**Required work**
List every line in the entries below that contains the string "blue". Case counts.

**Source records**
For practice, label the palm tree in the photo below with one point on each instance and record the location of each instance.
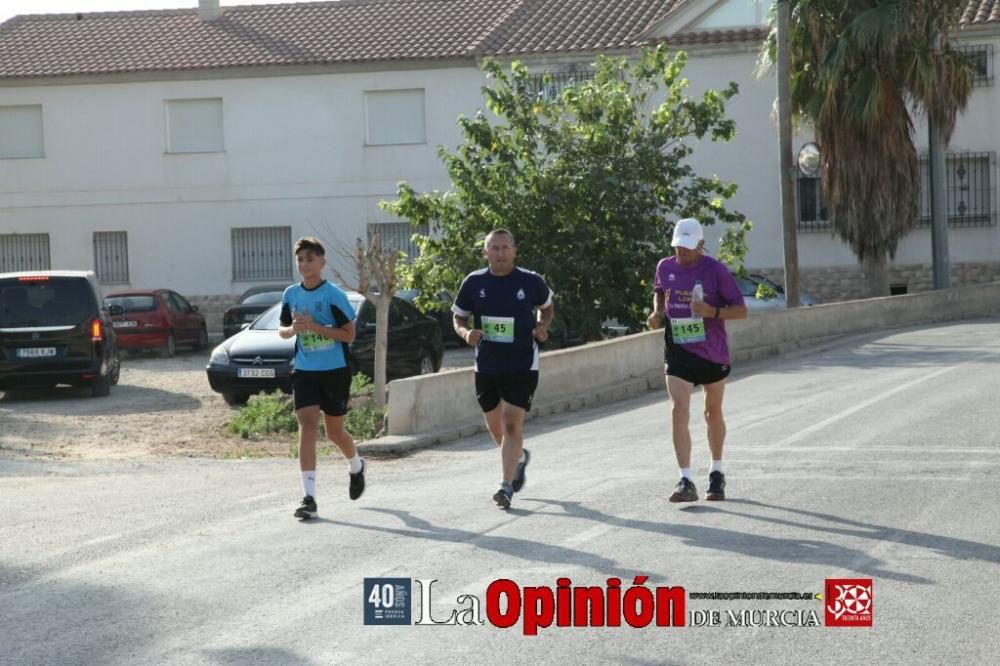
(860, 68)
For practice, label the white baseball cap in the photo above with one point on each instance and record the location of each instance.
(687, 233)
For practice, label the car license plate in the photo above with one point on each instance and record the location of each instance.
(36, 352)
(255, 373)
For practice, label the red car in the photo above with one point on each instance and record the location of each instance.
(157, 319)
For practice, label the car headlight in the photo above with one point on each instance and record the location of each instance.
(219, 356)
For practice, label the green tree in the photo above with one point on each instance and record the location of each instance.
(858, 68)
(586, 181)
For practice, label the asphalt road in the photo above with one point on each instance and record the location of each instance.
(874, 459)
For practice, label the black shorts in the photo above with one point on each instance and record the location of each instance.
(329, 389)
(516, 388)
(693, 368)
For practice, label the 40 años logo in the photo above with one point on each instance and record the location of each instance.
(508, 604)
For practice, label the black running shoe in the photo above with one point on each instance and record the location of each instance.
(684, 491)
(357, 487)
(518, 481)
(716, 487)
(502, 497)
(307, 509)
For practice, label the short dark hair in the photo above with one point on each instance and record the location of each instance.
(309, 243)
(499, 232)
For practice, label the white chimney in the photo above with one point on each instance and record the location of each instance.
(209, 10)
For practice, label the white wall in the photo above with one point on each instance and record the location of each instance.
(295, 155)
(751, 160)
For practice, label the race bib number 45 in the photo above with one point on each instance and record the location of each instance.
(688, 331)
(498, 329)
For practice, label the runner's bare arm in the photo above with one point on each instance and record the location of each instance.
(545, 315)
(655, 319)
(472, 336)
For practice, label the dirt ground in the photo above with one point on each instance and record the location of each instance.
(161, 407)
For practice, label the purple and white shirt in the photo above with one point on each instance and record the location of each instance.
(676, 282)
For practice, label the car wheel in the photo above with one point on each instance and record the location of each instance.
(236, 399)
(101, 387)
(202, 342)
(170, 348)
(426, 363)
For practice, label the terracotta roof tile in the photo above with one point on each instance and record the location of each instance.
(981, 11)
(720, 36)
(316, 32)
(342, 31)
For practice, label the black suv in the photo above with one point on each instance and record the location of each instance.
(54, 330)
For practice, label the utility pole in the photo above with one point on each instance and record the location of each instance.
(938, 148)
(786, 183)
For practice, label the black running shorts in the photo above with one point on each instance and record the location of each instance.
(516, 389)
(693, 368)
(328, 389)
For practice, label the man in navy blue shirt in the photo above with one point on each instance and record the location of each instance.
(320, 318)
(495, 312)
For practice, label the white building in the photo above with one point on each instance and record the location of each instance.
(189, 148)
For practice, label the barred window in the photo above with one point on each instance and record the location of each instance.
(24, 252)
(970, 190)
(398, 236)
(111, 256)
(194, 126)
(262, 253)
(550, 85)
(21, 132)
(812, 209)
(395, 117)
(980, 56)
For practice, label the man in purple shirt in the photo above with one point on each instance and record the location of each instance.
(693, 295)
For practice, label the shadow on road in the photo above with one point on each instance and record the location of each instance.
(958, 549)
(798, 551)
(261, 655)
(525, 549)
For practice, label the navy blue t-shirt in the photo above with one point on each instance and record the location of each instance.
(503, 308)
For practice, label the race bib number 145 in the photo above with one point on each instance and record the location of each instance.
(498, 329)
(688, 331)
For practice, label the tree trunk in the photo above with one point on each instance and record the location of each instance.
(875, 271)
(382, 301)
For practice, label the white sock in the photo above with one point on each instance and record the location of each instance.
(309, 483)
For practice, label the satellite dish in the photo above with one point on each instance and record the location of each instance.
(809, 160)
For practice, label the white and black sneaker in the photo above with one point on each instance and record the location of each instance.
(307, 509)
(503, 496)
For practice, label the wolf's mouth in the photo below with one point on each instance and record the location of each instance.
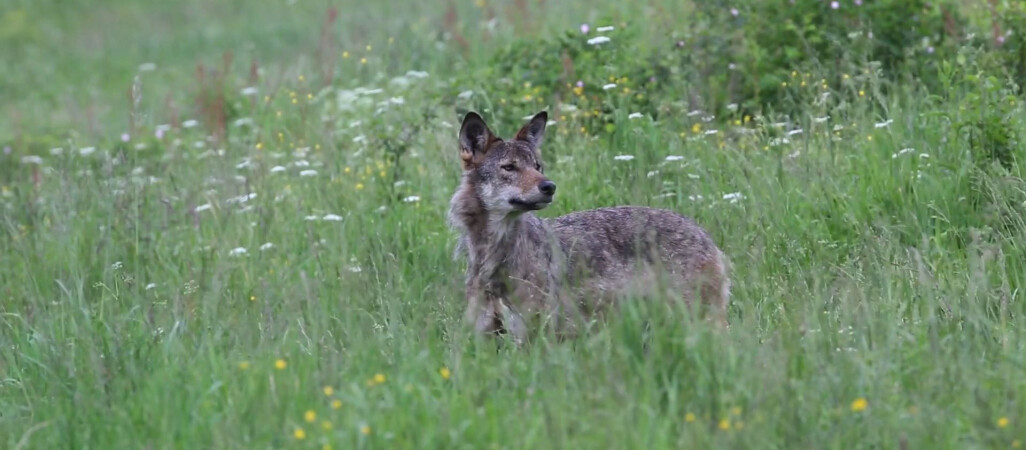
(530, 206)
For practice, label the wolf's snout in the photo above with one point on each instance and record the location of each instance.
(548, 188)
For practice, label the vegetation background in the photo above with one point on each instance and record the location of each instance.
(224, 222)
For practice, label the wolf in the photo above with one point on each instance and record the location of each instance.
(524, 272)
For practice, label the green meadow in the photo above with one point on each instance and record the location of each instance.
(223, 223)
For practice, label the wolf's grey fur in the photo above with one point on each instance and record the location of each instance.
(522, 269)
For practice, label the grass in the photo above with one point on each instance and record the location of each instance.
(874, 304)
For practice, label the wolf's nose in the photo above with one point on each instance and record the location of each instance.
(547, 188)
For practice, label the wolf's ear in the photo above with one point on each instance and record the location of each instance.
(534, 131)
(474, 138)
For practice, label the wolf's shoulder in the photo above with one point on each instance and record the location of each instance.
(620, 216)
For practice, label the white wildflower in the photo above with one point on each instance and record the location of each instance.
(734, 197)
(902, 152)
(242, 198)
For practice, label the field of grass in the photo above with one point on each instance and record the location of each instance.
(250, 251)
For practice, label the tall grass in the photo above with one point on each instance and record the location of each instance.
(289, 284)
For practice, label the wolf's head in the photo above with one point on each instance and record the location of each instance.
(506, 175)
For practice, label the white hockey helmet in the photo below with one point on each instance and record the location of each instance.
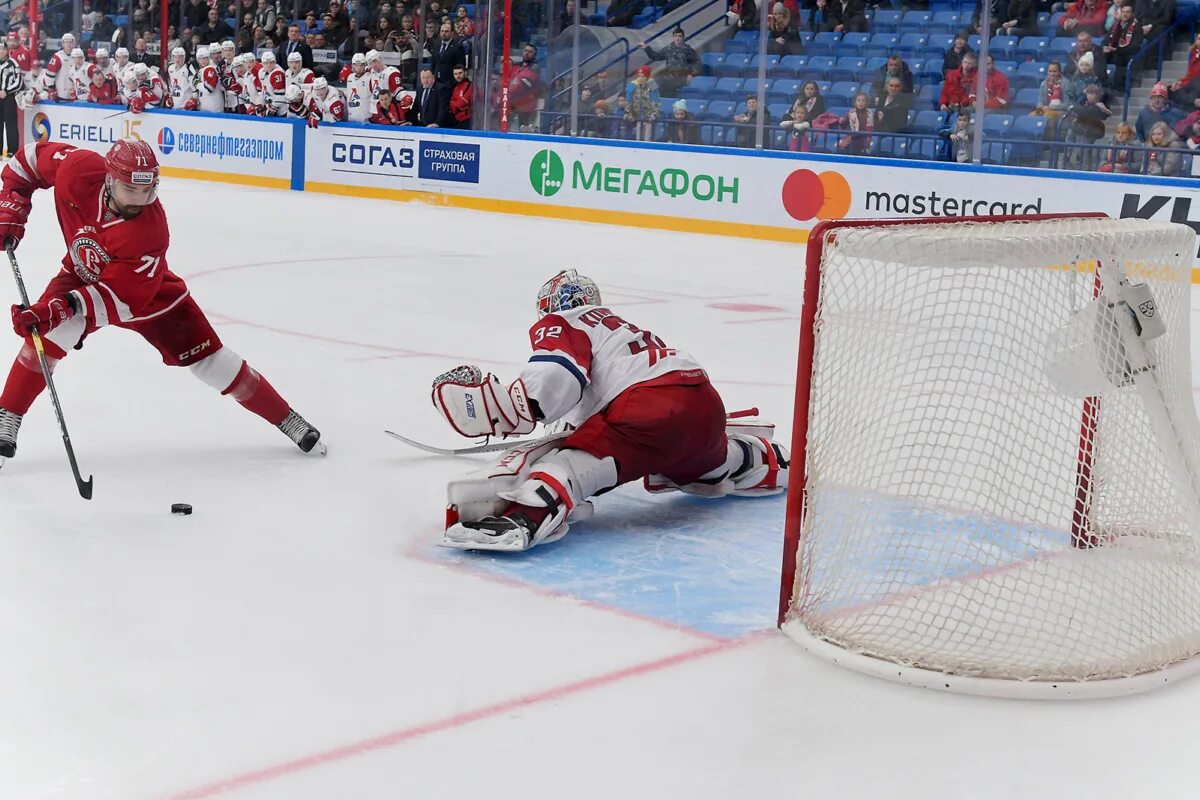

**Problem solution**
For practice, label the man in navy blue shirt in the photo above with one point on each instance and record the location of each instance.
For practice, label the navy blue t-shirt in the photo above with one point on each instance and record the location of each instance.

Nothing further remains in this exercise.